→ **Raw records**:
+++++

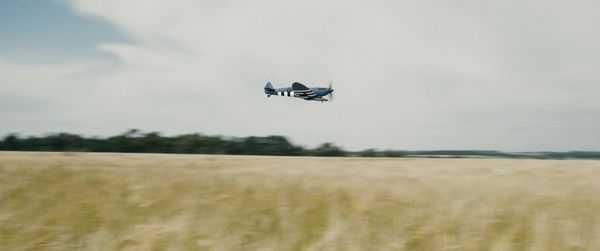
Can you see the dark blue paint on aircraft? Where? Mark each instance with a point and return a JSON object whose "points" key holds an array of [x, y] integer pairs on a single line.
{"points": [[300, 91]]}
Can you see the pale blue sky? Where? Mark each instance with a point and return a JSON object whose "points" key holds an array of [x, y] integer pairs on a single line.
{"points": [[417, 74], [47, 30]]}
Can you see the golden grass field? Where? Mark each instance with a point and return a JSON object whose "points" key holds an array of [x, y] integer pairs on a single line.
{"points": [[93, 201]]}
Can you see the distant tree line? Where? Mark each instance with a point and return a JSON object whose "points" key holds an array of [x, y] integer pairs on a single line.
{"points": [[133, 141]]}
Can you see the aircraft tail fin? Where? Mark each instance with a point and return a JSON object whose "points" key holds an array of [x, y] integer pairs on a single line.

+++++

→ **What the task asks**:
Write out every line of the records again, requests included, with each x and y coordinate in the answers multiplied by 0.8 and rounded to a whole number (halves round up). Leave the pictures out.

→ **Complete output**:
Can you see the dark blue paint on aircraft? Where? Mark each instance with a point and return a JSON object whose "points" key holds an array of [x, y] integer pairs on a single line.
{"points": [[240, 73]]}
Can you see the pale blue sky? Where? Mark each instance with a point and return a JSON object whose "points" key holds an array of [x, y] integer pairs on a single line.
{"points": [[334, 59], [38, 24]]}
Can you see the golden grass field? Where? Mark each instance with a point and return a JSON object whose "points" key holds an array of [x, y] integer pairs on a single line.
{"points": [[74, 161]]}
Can you see the distant tree line? Where? Mark each instance with a point and return a JSON object whose "points" key holds an array of [x, y] integer pairs on a single line.
{"points": [[106, 113]]}
Can you see the aircraft tail fin? Where? Mark each instance with a point and return a JSON object whose "points" key holds an array of [x, y] integer pairs on a single line.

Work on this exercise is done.